EXERCISE PROMPT:
Take the lines below between the one holding "Wildlife-tally tagging: find every instance of the dark" and the one holding "Wildlife-tally tagging: find every instance of the mountain", inclusive, and copy them exactly. Add nothing.

● ● ●

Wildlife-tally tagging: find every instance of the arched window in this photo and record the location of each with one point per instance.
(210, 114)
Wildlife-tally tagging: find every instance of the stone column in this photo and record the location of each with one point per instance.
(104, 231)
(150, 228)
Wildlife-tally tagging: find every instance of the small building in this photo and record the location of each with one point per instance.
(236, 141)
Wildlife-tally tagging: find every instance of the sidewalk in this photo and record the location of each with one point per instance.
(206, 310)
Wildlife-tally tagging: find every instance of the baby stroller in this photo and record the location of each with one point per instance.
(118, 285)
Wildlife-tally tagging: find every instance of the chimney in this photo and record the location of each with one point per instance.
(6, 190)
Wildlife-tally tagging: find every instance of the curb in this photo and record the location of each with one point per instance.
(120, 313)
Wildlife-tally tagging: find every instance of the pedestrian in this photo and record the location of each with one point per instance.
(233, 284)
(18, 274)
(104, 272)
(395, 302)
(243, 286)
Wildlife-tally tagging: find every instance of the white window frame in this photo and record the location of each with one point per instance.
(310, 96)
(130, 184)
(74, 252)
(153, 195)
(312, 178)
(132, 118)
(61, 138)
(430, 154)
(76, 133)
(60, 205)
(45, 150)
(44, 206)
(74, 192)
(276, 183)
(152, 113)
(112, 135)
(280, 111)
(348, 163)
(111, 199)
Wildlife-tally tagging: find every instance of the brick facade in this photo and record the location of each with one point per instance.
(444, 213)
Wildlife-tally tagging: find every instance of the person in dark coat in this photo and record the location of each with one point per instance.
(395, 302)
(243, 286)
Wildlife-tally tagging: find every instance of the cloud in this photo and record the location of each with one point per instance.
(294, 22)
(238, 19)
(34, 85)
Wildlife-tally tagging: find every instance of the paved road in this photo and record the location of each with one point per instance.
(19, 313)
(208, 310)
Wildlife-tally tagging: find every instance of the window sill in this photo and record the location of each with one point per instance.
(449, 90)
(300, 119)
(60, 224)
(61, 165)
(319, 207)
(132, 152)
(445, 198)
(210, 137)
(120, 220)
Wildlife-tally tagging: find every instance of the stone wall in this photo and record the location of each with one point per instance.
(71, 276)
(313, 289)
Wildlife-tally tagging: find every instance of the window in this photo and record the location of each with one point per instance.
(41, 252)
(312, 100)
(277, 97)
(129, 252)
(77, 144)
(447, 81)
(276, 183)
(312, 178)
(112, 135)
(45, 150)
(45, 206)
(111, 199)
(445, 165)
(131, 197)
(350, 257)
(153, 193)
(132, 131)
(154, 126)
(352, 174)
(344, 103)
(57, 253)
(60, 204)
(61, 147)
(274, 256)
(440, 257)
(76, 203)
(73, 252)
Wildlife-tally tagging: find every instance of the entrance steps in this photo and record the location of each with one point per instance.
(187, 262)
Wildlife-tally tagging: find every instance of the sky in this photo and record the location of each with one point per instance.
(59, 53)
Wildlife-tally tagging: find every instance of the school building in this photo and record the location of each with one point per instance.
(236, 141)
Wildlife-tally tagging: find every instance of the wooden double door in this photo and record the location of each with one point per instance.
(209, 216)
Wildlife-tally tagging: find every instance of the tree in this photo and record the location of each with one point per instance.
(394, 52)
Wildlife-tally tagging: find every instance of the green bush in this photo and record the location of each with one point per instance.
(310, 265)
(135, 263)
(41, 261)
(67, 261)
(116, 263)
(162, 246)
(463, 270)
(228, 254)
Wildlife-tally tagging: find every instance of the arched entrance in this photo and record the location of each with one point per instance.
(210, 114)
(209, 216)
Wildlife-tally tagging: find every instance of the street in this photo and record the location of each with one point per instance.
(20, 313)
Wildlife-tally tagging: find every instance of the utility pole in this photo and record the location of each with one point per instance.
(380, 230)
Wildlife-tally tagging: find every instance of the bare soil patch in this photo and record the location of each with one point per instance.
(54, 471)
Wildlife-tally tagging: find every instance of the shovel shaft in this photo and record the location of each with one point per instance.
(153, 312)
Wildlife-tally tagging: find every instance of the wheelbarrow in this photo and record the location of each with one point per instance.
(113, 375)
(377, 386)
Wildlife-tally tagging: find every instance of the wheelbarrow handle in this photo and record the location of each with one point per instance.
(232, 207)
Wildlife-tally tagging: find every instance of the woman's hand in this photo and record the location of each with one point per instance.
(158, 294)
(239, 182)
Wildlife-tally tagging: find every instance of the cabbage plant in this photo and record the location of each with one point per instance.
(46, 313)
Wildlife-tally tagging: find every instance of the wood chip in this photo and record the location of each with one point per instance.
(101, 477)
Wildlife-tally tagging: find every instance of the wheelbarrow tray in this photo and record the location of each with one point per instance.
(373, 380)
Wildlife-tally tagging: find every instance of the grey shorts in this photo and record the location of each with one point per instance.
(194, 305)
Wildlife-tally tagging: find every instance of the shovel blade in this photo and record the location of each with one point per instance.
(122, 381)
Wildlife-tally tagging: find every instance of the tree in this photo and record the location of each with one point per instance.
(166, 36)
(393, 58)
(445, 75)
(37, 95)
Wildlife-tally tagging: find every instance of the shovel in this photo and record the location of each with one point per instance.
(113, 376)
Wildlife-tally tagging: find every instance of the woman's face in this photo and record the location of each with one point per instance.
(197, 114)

● ● ●

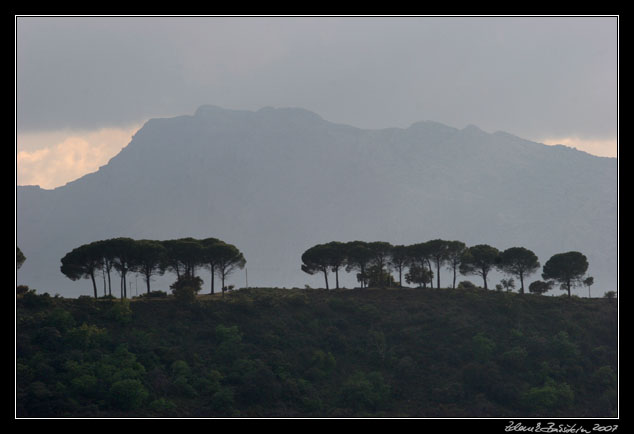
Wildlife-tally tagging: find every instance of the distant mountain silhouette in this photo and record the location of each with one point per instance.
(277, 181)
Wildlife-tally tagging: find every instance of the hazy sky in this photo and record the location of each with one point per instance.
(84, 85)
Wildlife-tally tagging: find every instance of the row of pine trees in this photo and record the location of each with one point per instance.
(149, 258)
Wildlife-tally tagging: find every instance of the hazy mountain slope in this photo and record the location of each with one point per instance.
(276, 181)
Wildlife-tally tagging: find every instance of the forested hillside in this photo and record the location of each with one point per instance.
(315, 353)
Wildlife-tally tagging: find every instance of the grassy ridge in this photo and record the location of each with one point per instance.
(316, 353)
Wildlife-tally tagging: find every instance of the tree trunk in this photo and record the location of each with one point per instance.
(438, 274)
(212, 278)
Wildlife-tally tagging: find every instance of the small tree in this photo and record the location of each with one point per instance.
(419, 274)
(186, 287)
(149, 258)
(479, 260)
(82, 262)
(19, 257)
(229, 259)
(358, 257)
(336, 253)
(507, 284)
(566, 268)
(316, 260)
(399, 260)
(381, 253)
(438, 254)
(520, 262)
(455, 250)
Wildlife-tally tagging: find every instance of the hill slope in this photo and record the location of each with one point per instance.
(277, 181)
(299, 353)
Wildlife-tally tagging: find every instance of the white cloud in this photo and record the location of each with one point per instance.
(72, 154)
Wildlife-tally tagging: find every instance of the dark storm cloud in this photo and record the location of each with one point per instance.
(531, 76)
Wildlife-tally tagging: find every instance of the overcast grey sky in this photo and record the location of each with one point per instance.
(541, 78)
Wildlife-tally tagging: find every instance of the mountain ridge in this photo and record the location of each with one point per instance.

● ● ●

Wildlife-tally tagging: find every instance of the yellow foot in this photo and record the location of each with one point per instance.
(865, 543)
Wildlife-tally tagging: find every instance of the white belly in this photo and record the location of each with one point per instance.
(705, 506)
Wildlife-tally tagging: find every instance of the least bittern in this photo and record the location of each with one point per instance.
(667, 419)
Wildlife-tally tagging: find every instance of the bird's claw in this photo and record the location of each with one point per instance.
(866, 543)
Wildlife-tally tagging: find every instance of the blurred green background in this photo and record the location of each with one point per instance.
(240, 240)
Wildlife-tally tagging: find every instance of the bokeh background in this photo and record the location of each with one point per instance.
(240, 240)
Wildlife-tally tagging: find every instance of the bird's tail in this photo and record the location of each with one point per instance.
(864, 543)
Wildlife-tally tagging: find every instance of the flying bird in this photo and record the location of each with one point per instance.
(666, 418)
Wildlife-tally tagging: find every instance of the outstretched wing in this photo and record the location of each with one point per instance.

● ● ●

ANSWER SPACE:
Wildlife-tally tagging: find every instance of the dark storm cloud in this photo and record the location of each with one point per instance.
(531, 76)
Wildlife-tally tagging: find every instance of the overcast grey sky in this photo and record the location of each with one point per instance.
(541, 78)
Wildlife-tally tagging: find every instance of the mountain ridge in this photo and record the location of each with one point per instance.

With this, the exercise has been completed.